A Ukrainian woman and a Russian man who are living in Sheffield have expressed their concern on the ongoing conflict in eastern Europe.
On Thursday morning, Russia officially declared war on Ukraine by launching a missile attack on Kyiv. Sirens blared this morning in the capital followed by a series of explosions throughout the country.
Tanya Klymenko, a doctor of Molecular Biology originally from Ukraine, said: “I was absolutely shocked when I heard the news. Up until this morning, I thought Putin wouldn’t dare to openly try to invade Ukraine. I just could not believe he could do something so dangerous to our and his own country.”
The current conflict has been on a rise since December, when more than 100,000 Russian soldiers were seen on the border to Ukraine. The hostilities between the two countries have been simmering for years but escalated in 2014 following the Russian appropriation of Crimea from Ukraine.
- - -
* TASK INSTRUCTIONS: Reproduce the full text about Ukrainian and Russian residents of Sheffield reacting to the war, word for word. The records that come after this point can be disregarded.

* MATERIAL PROVIDED:
- - -
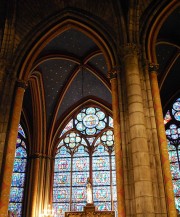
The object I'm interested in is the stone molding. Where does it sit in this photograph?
[149,63,159,73]
[120,43,140,58]
[16,80,28,90]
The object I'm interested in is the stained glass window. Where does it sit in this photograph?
[164,98,180,211]
[53,106,117,217]
[9,124,27,217]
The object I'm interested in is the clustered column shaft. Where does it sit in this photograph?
[149,64,177,217]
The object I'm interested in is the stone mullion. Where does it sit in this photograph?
[122,44,155,216]
[149,64,177,217]
[0,81,26,217]
[109,70,126,217]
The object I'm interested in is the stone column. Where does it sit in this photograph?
[122,44,155,217]
[109,70,126,217]
[0,81,26,217]
[149,63,177,217]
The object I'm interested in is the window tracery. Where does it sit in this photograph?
[164,98,180,210]
[53,106,117,216]
[9,124,27,217]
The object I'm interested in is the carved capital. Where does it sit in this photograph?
[149,63,159,73]
[121,43,140,57]
[17,80,28,90]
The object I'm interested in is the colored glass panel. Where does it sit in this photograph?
- - -
* WRITTEN RESPONSE:
A Ukrainian woman and a Russian man who are living in Sheffield have expressed their concern on the ongoing conflict in eastern Europe.
On Thursday morning, Russia officially declared war on Ukraine by launching a missile attack on Kyiv. Sirens blared this morning in the capital followed by a series of explosions throughout the country.
Tanya Klymenko, a doctor of Molecular Biology originally from Ukraine, said: “I was absolutely shocked when I heard the news. Up until this morning, I thought Putin wouldn’t dare to openly try to invade Ukraine. I just could not believe he could do something so dangerous to our and his own country.”
The current conflict has been on a rise since December, when more than 100,000 Russian soldiers were seen on the border to Ukraine. The hostilities between the two countries have been simmering for years but escalated in 2014 following the Russian appropriation of Crimea from Ukraine.